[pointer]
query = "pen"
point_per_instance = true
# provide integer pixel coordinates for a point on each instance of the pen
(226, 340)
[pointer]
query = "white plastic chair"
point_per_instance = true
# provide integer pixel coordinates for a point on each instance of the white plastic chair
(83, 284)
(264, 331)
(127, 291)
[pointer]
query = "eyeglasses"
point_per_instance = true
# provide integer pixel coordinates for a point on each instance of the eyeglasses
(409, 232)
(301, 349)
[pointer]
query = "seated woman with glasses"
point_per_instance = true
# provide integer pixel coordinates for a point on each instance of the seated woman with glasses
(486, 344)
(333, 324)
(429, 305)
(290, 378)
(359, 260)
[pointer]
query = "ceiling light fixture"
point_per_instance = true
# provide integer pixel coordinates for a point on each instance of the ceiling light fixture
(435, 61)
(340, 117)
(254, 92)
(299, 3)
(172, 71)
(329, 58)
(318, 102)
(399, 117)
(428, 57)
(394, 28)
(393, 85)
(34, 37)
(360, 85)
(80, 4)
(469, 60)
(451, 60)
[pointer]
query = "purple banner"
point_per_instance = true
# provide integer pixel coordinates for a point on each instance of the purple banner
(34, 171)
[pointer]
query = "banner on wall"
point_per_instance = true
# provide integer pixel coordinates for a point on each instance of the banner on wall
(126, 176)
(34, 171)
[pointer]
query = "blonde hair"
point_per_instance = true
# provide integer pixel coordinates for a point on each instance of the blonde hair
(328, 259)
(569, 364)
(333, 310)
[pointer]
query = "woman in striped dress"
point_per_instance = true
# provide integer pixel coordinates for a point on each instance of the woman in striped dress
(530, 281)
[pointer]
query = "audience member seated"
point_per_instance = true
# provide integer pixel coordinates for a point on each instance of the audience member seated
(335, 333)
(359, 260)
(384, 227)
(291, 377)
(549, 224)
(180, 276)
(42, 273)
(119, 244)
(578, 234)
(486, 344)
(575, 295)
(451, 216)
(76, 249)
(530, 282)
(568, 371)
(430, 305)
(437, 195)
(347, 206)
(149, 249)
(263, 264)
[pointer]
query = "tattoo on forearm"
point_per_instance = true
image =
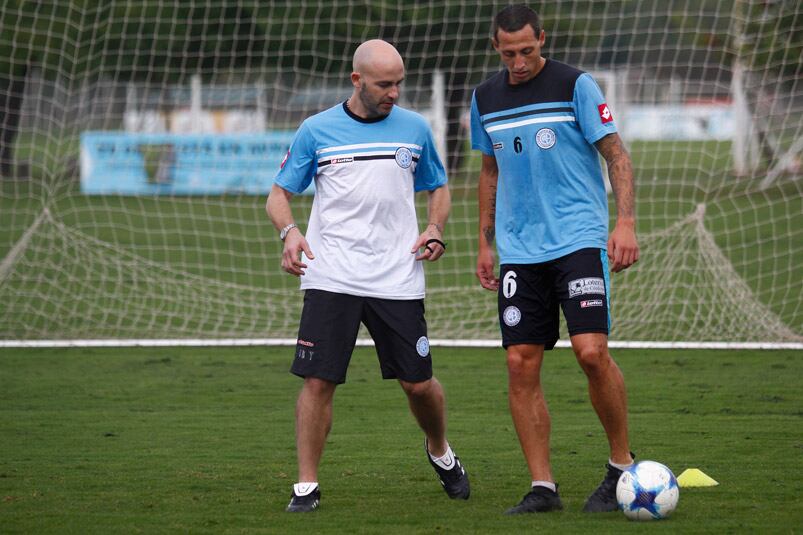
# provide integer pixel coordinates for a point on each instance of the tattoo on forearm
(489, 233)
(620, 173)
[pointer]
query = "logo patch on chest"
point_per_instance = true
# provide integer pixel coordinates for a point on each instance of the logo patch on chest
(545, 138)
(404, 157)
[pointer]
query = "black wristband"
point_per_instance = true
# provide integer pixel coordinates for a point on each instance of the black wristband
(435, 240)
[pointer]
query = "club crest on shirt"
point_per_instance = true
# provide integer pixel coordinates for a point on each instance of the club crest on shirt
(545, 138)
(404, 157)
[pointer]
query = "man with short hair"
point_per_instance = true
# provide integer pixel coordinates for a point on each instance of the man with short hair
(361, 258)
(539, 125)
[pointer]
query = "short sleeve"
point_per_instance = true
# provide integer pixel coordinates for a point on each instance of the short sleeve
(479, 137)
(429, 172)
(593, 114)
(300, 164)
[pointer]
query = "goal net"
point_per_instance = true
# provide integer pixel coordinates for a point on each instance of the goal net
(138, 141)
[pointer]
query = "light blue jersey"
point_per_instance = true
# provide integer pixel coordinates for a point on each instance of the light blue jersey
(363, 223)
(551, 198)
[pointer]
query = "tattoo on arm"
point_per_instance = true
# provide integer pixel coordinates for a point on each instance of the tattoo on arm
(490, 234)
(620, 173)
(489, 231)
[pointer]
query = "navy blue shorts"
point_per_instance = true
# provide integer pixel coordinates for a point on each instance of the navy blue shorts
(328, 331)
(529, 296)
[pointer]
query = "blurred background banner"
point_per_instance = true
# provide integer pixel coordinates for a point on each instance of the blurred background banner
(139, 139)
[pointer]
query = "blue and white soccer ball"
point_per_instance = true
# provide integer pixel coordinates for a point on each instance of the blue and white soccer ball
(647, 491)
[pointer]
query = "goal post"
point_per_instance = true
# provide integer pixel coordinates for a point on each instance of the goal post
(138, 141)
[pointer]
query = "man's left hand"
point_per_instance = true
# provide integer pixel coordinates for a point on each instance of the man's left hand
(623, 248)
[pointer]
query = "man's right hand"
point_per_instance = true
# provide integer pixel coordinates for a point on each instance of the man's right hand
(485, 270)
(294, 244)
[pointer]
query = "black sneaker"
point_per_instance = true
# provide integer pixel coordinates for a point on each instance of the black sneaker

+++

**WHAT IS REQUIRED**
Extract each line of the material above that contains the word "shirt".

**EXPECTED ANSWER**
query = "club crest on shirt"
# provide integer pixel coordinates for a point on each instance of the club crest on shirt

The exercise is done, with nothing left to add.